■ Extracted records:
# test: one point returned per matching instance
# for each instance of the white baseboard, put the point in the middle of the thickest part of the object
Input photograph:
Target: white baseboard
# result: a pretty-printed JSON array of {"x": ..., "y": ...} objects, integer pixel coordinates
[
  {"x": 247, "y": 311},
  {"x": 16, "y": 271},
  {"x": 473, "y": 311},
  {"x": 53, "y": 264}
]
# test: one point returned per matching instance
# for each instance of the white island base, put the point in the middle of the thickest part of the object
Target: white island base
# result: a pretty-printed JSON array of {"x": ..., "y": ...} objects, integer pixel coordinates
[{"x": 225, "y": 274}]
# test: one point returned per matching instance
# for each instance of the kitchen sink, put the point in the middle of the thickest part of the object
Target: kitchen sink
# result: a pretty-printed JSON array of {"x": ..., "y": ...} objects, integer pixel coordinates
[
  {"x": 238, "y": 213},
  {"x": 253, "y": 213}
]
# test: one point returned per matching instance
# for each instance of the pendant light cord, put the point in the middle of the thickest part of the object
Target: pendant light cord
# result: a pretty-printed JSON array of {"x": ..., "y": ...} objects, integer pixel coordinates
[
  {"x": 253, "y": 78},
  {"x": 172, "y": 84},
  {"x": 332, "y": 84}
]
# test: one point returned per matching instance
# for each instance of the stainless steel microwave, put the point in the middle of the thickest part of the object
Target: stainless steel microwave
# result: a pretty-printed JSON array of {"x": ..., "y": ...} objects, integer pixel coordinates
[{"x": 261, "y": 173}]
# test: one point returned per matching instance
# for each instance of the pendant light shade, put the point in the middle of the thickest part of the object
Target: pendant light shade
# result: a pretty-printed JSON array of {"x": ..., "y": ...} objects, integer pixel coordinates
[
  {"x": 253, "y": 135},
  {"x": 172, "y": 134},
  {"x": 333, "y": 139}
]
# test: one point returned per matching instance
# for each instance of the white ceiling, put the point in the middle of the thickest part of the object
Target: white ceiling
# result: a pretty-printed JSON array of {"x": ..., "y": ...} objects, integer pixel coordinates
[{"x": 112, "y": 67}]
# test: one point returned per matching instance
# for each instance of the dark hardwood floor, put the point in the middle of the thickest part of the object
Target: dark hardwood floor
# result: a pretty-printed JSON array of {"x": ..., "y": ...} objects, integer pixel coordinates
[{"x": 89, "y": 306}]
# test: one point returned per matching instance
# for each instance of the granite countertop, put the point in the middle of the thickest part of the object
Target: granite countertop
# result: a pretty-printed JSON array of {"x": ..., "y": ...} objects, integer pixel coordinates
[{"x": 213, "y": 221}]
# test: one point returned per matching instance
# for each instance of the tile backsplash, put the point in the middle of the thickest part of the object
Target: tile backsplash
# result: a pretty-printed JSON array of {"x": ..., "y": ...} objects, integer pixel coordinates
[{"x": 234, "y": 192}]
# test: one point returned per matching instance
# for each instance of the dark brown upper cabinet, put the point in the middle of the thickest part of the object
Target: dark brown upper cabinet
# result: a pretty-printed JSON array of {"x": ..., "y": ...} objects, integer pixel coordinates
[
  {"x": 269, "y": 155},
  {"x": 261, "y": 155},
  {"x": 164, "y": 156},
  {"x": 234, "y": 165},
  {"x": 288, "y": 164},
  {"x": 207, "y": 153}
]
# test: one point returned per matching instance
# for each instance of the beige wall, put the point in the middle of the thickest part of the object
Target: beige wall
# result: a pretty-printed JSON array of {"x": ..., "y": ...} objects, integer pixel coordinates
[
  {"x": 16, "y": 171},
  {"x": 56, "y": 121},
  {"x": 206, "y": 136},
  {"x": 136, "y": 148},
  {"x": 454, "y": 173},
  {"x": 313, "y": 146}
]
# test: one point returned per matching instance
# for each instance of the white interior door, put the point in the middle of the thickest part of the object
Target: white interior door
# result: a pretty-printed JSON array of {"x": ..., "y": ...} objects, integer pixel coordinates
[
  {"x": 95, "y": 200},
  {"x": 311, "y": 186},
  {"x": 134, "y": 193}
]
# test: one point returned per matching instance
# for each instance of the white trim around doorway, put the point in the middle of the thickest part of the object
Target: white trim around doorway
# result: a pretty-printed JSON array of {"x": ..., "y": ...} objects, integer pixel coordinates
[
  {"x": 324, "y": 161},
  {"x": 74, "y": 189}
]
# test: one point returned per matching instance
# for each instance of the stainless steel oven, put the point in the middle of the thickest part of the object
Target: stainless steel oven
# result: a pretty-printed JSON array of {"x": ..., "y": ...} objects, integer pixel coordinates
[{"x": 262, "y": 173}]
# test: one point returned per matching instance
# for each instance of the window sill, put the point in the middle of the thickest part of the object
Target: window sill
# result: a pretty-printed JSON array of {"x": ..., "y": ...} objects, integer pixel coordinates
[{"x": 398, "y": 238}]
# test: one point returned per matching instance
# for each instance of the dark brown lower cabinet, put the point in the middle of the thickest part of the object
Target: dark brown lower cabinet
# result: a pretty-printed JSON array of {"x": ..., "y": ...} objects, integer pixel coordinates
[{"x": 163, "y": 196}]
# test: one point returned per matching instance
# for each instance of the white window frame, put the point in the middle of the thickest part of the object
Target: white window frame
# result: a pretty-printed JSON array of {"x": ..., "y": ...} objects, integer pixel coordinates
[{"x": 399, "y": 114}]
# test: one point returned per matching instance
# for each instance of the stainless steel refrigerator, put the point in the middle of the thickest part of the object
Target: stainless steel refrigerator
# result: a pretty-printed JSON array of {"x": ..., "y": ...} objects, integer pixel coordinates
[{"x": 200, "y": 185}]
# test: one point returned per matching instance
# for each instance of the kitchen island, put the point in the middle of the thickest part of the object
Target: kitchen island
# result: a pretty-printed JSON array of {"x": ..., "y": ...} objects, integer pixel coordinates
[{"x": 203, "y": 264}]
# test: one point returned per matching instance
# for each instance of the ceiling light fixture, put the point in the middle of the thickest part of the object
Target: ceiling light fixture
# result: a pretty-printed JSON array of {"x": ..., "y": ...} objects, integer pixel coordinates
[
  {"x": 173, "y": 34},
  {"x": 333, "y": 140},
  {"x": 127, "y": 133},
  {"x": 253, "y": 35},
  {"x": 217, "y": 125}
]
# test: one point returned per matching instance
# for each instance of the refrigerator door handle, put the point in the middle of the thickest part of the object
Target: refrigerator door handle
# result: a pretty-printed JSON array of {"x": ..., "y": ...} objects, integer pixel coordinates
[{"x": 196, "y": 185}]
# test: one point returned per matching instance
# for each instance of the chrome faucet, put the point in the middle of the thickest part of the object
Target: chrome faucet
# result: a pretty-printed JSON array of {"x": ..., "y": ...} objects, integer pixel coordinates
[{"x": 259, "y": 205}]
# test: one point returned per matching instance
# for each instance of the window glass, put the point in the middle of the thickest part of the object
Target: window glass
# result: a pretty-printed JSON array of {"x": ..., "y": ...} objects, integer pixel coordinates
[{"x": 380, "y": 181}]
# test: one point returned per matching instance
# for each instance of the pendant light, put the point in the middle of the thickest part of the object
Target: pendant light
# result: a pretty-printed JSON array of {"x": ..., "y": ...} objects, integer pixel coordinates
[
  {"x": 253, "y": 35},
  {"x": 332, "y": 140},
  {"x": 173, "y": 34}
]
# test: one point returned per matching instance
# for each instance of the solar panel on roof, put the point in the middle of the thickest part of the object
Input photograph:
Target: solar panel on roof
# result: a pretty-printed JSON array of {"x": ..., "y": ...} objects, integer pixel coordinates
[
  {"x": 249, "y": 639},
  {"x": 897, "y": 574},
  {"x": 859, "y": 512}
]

■ Exercise details: Scan the records for the string "island" and show every line that contains it.

■ Solution to this task:
# for each instance of the white island base, put the point in the middle of the thickest part of the object
Target: white island base
# for each instance of the kitchen island, put the point in the middle of the thickest part of the object
Target: kitchen island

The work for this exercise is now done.